Task brief: What you return must match the records below exactly, down to each character.

Source information:
-------
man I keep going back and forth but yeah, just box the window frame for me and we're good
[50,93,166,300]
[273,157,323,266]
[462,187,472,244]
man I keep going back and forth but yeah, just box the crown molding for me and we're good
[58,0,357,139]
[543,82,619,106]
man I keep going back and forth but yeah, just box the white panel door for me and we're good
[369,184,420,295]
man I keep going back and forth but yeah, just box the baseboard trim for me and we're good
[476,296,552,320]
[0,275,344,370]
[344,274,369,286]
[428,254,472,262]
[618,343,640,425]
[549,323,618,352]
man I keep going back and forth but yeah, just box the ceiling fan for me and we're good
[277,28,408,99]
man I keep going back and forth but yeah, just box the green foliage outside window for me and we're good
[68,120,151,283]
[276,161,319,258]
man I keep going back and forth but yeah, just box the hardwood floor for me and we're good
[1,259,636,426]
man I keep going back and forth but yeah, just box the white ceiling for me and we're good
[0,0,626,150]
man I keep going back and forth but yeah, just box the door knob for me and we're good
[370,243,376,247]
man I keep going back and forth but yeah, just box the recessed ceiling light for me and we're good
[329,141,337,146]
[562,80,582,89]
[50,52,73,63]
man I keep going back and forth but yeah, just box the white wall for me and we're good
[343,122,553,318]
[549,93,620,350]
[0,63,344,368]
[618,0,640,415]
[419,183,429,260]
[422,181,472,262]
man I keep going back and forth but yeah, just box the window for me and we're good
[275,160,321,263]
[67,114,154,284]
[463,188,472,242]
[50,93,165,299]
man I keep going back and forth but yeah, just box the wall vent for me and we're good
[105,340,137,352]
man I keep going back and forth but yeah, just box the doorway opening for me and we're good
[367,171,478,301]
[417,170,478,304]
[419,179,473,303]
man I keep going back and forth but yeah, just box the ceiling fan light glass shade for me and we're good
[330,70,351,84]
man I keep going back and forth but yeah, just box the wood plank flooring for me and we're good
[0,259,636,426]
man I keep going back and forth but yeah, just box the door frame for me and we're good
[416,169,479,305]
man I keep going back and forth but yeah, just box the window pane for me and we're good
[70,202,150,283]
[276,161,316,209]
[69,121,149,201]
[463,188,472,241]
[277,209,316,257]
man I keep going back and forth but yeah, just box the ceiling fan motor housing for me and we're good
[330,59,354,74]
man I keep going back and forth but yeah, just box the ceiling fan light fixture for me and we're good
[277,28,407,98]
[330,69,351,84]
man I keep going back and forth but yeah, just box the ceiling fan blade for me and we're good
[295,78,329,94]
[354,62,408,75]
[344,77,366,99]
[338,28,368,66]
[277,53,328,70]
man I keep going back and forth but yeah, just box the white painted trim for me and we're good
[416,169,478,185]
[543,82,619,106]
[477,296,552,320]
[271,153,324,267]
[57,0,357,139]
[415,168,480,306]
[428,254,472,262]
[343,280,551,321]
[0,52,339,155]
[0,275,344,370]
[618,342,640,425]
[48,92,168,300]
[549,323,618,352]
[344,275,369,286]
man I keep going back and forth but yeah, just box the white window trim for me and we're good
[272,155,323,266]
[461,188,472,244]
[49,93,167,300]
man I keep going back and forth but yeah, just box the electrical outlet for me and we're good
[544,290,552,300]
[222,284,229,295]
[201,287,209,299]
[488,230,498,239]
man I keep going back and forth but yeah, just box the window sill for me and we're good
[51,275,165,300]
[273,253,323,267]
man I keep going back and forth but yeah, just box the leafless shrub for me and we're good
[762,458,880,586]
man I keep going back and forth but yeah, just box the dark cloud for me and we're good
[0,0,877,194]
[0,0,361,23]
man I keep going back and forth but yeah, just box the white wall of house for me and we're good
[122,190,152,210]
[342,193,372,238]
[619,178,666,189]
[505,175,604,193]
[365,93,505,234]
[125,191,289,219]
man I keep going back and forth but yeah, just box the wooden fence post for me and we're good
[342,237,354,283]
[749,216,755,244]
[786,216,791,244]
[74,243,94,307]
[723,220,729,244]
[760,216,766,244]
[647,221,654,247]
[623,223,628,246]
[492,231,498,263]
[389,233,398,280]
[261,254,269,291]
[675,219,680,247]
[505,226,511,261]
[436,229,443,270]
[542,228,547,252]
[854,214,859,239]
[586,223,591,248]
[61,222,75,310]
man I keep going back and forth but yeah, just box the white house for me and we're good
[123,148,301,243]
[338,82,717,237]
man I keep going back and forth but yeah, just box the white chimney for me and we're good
-------
Answer to this task:
man I keep going back and forth but yeah, just box the window frame for me and we're good
[50,93,166,300]
[273,157,323,266]
[462,187,472,244]
man I keep going back and forth but yeah, just box the crown molding for me and we're good
[58,0,357,139]
[543,82,619,106]
man I keep going back and forth but yeah, just box the white panel door for me and we're good
[369,184,420,295]
man I keep going back and forth but yeah, just box the baseboard trim for me and we're good
[476,296,552,320]
[0,275,344,370]
[344,274,369,286]
[428,254,472,262]
[618,343,640,425]
[549,323,618,352]
man I keep going back and forth but yeah, just box the ceiling fan for me and we're good
[277,28,408,99]
man I keep going back and forth but yeah, just box the green foliage outside window for me and we're good
[68,120,151,283]
[276,161,319,258]
man I keep going back and forth but yeah, just box the hardwood floor for me and we're good
[1,259,636,426]
man I keep going back and forth but yeah, just box the white ceiling for me and we're good
[0,0,626,150]
man I keep going back and forth but yeah, just box the door knob for me and we're good
[370,243,376,247]
man I keep going back and forth but yeah, just box the recessed ceiling light for me and we're good
[329,141,337,146]
[562,80,582,89]
[50,52,73,63]
man I keep going back and forth but yeah, just box the white wall for me and we're good
[343,122,553,318]
[549,93,620,350]
[0,63,344,368]
[618,0,640,415]
[419,183,429,260]
[422,181,472,262]
man I keep going back and forth but yeah, just box the window for me and we're good
[275,160,321,263]
[67,114,154,284]
[463,188,472,242]
[50,93,165,299]
man I keep going back and forth but yeah, just box the wall vent for me and we're good
[105,340,137,352]
man I keep going back and forth but yeah, just box the doorway opening for me and we're good
[367,171,478,301]
[417,170,478,304]
[419,179,473,303]
man I keep going back and forth but yeah, just box the ceiling fan light glass shade for me and we're good
[330,70,351,84]
man I keep going back and forth but yeah, just box the wood plank flooring for me and we're good
[0,259,636,426]
man I keep going back and forth but yeah, just box the door frame for me and we're good
[416,169,479,305]
man I keep going back and forth but yeah, just box the window pane for me and we're good
[70,202,150,283]
[276,161,316,209]
[69,121,149,201]
[463,188,472,241]
[277,209,316,257]
man I keep going back and forth but yeah, just box the ceiling fan motor housing for me and we're good
[330,59,354,74]
man I keep going back and forth but yeah, just box the ceiling fan light fixture for me and we're good
[277,28,407,98]
[330,69,351,84]
man I keep going back and forth but yeah, just box the ceiling fan blade for me and we're good
[295,78,329,94]
[354,62,408,75]
[344,77,366,99]
[338,28,368,66]
[277,53,328,70]
man I keep going back and forth but yeah, just box the white painted trim for me and we're good
[416,169,478,185]
[543,82,619,106]
[477,296,552,320]
[271,153,324,267]
[57,0,357,139]
[415,168,480,306]
[428,254,472,262]
[343,280,551,321]
[0,52,339,155]
[0,275,344,370]
[618,342,640,425]
[48,92,168,300]
[549,323,618,352]
[344,275,369,286]
man I keep going back and forth but yeah, just box the white window trim for me and we're good
[272,155,323,266]
[461,188,472,244]
[49,93,167,300]
man I keep going back and forth but yeah, just box the electrical outlet for me and we're good
[544,290,552,300]
[222,284,229,295]
[201,287,209,299]
[488,230,498,239]
man I keep going back and forth but yeah, just box the window sill for me and we're good
[51,275,165,300]
[273,253,323,267]
man I keep going back and forth but yeah, just box the leafless shrub for me and we're good
[762,458,880,586]
man I keep going back and forth but yeah, just box the dark cloud for me and we're good
[0,0,877,194]
[0,0,361,23]
man I keep going back and forth but yeah, just box the white wall of house for me and we're good
[122,190,152,210]
[342,193,372,238]
[619,178,666,189]
[505,175,604,193]
[365,93,505,234]
[125,191,289,219]
man I keep going back and forth but yeah, just box the wooden fence post for me and we're good
[342,237,354,283]
[749,216,755,244]
[786,216,791,244]
[74,243,94,307]
[723,220,729,244]
[760,216,766,244]
[647,221,654,247]
[623,223,628,246]
[492,231,498,263]
[389,233,398,280]
[261,254,269,291]
[675,219,680,247]
[505,226,511,261]
[436,229,443,270]
[542,228,547,252]
[854,214,859,239]
[586,223,591,248]
[61,222,75,310]
man I keep going back and forth but yeah, just box the white house for me and we're good
[123,148,301,243]
[338,82,717,237]
man I keep going back and forth but yeah, just box the white chimney for me and we're good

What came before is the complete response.